**Directions**
Copy nothing but the lines below running from the line containing "x=230, y=273" through the line containing "x=657, y=586", both end lines included.

════════

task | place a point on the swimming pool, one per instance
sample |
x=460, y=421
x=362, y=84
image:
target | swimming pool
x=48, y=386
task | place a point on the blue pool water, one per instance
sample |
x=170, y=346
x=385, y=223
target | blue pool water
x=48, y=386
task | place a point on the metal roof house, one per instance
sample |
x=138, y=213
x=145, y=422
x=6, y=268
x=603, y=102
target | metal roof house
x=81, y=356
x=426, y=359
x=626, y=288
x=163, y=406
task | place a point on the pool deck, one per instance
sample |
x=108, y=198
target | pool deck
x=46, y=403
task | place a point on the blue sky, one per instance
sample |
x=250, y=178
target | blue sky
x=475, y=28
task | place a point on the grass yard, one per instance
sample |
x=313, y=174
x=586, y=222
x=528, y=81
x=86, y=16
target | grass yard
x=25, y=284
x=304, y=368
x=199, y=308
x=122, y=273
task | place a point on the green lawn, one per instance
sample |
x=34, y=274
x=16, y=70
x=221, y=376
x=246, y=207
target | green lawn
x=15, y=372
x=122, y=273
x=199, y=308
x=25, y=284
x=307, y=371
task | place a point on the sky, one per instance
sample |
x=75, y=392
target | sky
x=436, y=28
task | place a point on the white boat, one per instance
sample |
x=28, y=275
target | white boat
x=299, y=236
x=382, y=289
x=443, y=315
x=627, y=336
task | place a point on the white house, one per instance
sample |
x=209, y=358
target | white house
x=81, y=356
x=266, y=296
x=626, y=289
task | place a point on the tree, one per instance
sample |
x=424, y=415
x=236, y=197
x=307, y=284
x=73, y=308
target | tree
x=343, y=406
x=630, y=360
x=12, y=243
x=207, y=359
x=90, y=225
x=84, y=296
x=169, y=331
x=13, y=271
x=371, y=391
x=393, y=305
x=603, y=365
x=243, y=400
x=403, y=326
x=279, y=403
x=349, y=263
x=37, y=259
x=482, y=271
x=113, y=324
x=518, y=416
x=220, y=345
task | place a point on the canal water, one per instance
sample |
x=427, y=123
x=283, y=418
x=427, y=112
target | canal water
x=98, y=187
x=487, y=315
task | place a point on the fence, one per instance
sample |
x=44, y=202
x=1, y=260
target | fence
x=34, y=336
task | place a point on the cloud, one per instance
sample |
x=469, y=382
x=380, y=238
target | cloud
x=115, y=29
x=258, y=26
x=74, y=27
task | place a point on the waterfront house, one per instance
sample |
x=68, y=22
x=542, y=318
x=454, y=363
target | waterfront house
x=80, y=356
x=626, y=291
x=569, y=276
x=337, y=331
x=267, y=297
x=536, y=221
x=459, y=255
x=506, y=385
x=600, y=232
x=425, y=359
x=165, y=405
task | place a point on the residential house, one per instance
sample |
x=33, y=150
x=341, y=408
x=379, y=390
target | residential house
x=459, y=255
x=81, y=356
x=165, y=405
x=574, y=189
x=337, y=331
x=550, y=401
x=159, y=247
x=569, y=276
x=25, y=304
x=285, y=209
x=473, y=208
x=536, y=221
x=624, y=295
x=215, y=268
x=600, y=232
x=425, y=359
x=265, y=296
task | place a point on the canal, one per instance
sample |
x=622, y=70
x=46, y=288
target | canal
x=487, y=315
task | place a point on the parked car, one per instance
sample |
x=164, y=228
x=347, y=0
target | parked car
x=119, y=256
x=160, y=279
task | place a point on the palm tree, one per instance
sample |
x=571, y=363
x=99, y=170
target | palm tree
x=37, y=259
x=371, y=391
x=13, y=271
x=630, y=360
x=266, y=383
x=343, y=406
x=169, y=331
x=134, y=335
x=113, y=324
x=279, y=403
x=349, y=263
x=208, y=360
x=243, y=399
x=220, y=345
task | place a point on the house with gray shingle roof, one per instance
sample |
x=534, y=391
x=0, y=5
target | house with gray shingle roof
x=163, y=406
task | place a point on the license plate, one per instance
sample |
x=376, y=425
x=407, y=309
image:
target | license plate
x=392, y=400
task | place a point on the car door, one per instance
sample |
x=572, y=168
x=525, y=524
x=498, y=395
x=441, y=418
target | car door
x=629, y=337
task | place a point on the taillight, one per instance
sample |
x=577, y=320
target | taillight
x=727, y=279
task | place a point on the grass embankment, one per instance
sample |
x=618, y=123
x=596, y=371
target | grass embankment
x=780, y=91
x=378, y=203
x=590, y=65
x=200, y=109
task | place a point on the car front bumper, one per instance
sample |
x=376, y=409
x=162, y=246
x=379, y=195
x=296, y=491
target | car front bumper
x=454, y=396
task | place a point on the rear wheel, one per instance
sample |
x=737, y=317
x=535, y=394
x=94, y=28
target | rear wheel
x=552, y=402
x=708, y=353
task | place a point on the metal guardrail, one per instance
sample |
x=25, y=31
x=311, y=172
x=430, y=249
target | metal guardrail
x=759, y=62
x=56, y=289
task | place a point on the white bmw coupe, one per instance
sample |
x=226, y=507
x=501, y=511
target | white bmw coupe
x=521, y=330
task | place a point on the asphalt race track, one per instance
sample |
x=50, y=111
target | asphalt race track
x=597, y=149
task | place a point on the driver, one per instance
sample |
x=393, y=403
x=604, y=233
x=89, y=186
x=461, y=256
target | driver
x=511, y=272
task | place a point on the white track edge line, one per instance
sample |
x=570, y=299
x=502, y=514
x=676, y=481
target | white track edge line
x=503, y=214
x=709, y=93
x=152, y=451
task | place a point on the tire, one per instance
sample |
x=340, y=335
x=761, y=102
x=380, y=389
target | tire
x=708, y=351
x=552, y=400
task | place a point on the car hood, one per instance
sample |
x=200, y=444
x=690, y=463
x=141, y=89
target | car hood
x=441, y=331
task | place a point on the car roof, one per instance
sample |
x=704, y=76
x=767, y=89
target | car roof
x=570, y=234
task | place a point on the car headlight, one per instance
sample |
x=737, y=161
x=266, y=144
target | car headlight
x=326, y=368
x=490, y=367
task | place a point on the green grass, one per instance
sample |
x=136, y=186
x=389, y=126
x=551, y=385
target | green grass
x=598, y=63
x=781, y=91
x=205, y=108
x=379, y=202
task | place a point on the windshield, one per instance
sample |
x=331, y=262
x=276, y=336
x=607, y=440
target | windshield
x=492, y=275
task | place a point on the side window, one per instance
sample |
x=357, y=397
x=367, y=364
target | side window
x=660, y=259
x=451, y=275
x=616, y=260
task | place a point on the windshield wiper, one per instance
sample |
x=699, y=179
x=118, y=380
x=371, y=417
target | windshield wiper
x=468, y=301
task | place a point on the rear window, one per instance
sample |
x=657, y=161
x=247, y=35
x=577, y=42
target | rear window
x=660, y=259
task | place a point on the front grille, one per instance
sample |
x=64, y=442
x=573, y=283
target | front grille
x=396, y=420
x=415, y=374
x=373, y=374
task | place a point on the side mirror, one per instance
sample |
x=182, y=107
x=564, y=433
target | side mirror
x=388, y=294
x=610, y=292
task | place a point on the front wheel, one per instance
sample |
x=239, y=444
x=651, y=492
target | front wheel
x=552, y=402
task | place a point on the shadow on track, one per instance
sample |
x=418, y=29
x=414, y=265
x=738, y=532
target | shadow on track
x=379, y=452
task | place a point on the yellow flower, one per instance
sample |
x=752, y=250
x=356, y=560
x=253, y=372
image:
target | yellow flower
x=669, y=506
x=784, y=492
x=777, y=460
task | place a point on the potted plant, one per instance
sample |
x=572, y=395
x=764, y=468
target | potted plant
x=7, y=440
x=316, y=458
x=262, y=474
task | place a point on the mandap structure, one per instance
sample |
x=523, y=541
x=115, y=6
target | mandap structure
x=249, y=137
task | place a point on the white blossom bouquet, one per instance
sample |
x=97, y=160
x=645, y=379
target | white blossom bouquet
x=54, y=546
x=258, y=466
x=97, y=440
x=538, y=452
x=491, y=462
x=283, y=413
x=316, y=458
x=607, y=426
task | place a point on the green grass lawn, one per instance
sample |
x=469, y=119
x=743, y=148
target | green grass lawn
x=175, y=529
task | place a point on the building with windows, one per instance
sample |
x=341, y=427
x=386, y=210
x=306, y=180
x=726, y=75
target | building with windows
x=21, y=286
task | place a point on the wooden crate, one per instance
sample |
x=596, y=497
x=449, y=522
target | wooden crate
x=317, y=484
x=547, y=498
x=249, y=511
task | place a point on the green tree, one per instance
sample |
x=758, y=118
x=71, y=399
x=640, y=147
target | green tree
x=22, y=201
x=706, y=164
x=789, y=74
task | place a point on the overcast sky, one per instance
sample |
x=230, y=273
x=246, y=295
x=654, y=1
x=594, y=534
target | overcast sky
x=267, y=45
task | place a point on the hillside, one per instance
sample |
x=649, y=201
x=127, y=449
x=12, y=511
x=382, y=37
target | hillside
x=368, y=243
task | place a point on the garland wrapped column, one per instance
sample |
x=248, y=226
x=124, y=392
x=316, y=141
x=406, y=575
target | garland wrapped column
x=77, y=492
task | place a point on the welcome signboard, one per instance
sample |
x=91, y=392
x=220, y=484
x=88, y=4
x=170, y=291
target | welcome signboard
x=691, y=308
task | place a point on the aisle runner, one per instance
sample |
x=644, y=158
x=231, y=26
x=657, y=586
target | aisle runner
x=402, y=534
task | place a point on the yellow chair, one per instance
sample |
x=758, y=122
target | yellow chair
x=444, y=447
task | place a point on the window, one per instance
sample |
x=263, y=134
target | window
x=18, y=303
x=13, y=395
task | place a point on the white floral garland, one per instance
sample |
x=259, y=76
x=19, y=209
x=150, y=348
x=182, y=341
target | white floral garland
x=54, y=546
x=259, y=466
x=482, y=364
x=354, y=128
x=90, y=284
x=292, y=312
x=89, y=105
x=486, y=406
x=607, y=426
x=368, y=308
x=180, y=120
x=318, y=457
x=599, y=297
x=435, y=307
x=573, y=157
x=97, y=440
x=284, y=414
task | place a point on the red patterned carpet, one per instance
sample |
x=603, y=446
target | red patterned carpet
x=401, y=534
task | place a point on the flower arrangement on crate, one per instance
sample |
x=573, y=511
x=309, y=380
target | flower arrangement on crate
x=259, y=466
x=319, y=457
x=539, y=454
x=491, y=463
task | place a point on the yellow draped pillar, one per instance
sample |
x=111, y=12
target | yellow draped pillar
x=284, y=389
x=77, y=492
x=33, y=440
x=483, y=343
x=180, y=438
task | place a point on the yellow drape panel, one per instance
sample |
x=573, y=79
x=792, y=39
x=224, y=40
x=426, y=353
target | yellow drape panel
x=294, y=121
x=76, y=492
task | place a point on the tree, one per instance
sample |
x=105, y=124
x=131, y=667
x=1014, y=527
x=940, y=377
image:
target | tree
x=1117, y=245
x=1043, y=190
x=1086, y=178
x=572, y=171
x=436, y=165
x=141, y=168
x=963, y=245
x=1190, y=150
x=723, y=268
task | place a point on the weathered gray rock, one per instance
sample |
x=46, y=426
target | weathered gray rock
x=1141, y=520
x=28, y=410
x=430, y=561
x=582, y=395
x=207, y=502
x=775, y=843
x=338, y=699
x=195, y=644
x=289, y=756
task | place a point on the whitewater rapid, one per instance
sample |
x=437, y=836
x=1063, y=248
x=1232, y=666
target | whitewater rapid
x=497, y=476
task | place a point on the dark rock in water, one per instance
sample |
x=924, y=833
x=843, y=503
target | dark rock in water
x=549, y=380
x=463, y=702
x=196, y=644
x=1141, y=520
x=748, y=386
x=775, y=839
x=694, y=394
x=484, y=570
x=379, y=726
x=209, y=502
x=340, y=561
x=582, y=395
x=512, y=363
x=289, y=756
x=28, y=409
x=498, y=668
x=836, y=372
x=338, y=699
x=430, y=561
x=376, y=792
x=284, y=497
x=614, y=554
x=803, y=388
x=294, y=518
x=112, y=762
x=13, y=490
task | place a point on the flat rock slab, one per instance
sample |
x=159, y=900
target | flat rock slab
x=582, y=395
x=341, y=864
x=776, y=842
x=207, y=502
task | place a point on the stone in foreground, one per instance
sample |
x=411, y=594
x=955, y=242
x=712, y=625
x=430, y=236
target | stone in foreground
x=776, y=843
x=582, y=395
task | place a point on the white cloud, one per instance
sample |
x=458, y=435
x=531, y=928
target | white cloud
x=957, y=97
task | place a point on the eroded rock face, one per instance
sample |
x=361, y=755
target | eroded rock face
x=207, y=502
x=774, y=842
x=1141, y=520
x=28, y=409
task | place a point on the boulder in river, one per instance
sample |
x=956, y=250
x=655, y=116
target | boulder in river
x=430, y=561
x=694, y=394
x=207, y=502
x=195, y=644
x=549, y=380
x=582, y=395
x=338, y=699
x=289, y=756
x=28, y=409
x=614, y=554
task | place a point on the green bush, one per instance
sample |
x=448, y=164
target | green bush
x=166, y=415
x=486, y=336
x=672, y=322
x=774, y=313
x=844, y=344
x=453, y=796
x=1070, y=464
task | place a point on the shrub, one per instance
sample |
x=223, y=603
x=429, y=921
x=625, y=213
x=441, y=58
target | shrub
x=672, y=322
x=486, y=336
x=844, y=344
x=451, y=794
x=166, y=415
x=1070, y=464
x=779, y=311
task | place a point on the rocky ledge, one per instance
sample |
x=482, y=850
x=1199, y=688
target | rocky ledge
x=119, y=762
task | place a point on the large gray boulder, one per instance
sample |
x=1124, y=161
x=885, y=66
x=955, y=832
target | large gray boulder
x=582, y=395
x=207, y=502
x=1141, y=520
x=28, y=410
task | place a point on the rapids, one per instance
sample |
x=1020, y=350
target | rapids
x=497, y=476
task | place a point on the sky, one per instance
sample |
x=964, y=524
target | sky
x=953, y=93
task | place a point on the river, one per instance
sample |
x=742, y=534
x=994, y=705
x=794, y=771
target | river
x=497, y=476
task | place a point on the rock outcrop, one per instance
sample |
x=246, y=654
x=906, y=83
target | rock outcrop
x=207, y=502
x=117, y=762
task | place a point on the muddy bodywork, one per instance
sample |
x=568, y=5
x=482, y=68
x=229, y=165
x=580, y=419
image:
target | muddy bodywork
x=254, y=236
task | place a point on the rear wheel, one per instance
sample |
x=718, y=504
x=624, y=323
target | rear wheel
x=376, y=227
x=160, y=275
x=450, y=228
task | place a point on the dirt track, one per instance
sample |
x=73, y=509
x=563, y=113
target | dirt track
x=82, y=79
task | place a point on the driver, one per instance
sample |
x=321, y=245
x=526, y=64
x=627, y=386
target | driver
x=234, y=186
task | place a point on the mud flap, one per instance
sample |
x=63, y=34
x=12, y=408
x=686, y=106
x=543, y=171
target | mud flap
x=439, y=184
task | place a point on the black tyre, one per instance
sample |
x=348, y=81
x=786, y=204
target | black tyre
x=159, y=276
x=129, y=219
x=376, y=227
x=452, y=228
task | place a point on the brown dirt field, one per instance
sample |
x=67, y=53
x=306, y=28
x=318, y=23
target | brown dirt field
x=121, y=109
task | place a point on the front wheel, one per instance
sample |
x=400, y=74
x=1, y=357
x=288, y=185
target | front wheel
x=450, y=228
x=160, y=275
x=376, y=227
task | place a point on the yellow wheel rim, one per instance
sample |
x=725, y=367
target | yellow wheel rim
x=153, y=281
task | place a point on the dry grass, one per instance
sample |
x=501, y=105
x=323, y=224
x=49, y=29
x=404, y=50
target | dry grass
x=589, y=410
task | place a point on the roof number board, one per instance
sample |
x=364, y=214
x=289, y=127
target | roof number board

════════

**Result below**
x=230, y=273
x=246, y=295
x=654, y=1
x=594, y=534
target | overcast sky
x=267, y=45
task | place a point on the hillside, one per instance
sample |
x=649, y=201
x=127, y=449
x=12, y=511
x=382, y=37
target | hillside
x=368, y=243
task | place a point on the garland wrapped column, one per instance
sample |
x=248, y=226
x=124, y=392
x=316, y=141
x=406, y=575
target | garland wrapped column
x=77, y=492
task | place a point on the welcome signboard, one per instance
sample |
x=91, y=392
x=220, y=484
x=88, y=4
x=170, y=291
target | welcome signboard
x=691, y=308
task | place a point on the aisle runner, one per instance
sample |
x=644, y=158
x=231, y=26
x=657, y=586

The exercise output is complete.